[Coordinate annotation entries]
----------------
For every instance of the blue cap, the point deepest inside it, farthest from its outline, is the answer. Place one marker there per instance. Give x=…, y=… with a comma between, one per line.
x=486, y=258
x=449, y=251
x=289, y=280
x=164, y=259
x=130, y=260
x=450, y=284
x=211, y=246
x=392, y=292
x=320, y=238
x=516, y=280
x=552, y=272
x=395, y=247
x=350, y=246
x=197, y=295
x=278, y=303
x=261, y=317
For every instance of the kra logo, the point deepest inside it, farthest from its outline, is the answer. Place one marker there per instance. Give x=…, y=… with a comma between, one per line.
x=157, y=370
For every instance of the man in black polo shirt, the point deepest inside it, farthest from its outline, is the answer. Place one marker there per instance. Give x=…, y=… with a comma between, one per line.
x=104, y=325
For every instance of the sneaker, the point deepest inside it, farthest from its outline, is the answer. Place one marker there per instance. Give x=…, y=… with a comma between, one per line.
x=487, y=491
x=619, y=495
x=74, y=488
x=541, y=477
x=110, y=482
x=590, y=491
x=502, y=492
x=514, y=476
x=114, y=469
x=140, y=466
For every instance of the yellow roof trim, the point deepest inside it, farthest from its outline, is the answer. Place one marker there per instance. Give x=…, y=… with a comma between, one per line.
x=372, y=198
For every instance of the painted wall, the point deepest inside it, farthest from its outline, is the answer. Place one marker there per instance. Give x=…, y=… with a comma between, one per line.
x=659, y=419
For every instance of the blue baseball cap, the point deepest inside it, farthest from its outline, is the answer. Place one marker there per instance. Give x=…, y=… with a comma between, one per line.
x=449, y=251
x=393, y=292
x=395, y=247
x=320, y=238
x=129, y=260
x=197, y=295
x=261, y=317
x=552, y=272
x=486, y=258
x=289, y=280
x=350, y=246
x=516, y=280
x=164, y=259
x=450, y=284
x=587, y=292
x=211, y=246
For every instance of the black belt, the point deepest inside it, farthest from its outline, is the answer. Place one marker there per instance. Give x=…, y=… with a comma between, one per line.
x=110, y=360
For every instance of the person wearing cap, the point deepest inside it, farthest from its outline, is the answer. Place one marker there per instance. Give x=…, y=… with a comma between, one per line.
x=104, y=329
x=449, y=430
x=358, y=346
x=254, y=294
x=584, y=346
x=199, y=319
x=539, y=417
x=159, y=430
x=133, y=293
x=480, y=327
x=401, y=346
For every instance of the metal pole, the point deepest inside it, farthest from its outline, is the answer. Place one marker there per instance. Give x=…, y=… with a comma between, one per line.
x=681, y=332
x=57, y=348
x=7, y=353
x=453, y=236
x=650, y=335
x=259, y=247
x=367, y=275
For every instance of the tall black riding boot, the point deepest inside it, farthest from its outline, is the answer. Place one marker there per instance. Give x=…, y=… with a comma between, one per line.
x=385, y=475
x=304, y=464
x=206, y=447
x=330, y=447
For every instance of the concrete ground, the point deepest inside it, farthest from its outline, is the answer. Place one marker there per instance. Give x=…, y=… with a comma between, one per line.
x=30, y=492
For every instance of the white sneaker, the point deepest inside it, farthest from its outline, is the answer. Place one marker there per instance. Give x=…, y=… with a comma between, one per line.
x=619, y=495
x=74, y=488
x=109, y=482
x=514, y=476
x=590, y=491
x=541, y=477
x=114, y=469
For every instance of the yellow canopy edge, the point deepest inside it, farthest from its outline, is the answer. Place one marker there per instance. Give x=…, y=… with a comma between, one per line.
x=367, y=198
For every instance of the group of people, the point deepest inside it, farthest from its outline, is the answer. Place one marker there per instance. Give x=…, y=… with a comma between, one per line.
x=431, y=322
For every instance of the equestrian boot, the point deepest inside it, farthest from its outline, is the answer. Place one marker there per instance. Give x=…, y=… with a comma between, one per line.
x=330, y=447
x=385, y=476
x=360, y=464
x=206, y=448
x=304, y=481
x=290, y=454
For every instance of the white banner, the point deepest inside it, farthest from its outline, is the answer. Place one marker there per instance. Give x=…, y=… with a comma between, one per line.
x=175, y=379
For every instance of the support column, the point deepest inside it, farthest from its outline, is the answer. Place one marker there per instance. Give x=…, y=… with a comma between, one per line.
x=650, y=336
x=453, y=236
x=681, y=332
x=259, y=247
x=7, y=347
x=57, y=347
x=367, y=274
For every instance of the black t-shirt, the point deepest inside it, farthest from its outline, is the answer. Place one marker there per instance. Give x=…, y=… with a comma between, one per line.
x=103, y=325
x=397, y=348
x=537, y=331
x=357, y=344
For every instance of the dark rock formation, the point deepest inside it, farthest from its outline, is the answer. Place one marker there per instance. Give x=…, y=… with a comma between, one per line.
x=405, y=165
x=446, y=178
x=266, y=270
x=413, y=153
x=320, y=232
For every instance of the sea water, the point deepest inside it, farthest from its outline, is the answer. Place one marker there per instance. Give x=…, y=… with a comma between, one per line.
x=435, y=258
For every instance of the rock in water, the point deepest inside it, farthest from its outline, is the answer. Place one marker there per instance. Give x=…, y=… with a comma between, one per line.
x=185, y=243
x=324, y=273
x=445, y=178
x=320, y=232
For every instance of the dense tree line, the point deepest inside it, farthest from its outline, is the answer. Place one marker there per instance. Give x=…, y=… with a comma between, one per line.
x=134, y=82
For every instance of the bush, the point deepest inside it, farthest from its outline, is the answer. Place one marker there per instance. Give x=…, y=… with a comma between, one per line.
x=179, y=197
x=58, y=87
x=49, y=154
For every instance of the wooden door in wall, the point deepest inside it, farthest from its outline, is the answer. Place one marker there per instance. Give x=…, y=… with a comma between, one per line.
----------------
■ EXERCISE PROMPT: Each line from the one containing "For every instance of the black t-shirt, the" to the end of the listing above should be copied exactly, and nothing else.

■ FINAL RESULT:
For every instance of the black t-shirt, the point deepest inside it, farthest from its outline, is the answer. Place one marker there per instance. Give x=…, y=… with a comma between, one per line.
x=103, y=325
x=397, y=348
x=537, y=331
x=357, y=344
For every instance of the dark rock formation, the point deepest inside it, farthest from its outline, is the answer. Place one marker there per instance. Give x=…, y=… with a comma between, one per line.
x=405, y=165
x=446, y=178
x=266, y=270
x=413, y=153
x=320, y=232
For every instance of the sea water, the point deepest inside it, farthest from its outline, is the answer. Place one marker there per instance. Give x=…, y=… with a comma between, one per line.
x=435, y=258
For every instance of the rock in water, the point deepest inside it, farthest from its outline, is the answer. Place one marker there per instance. Give x=…, y=… with a comma between, one per line.
x=185, y=243
x=324, y=273
x=445, y=178
x=320, y=232
For every instance of the dense tree line, the point deepest inside it, farthest from its outline, is the answer. Place one marker there per instance. Give x=…, y=… with a comma between, one per line.
x=134, y=82
For every instance of the bush, the point deepest inside it, farthest from its outline, is the answer. Place one marker there per instance. Give x=…, y=… with a comma between, one per line.
x=179, y=197
x=58, y=87
x=49, y=154
For every instance of the wooden door in wall, the point deepest inside it, farthest from its outline, is the answer. Place one marker there per instance. Give x=…, y=… with a comma between, one per line.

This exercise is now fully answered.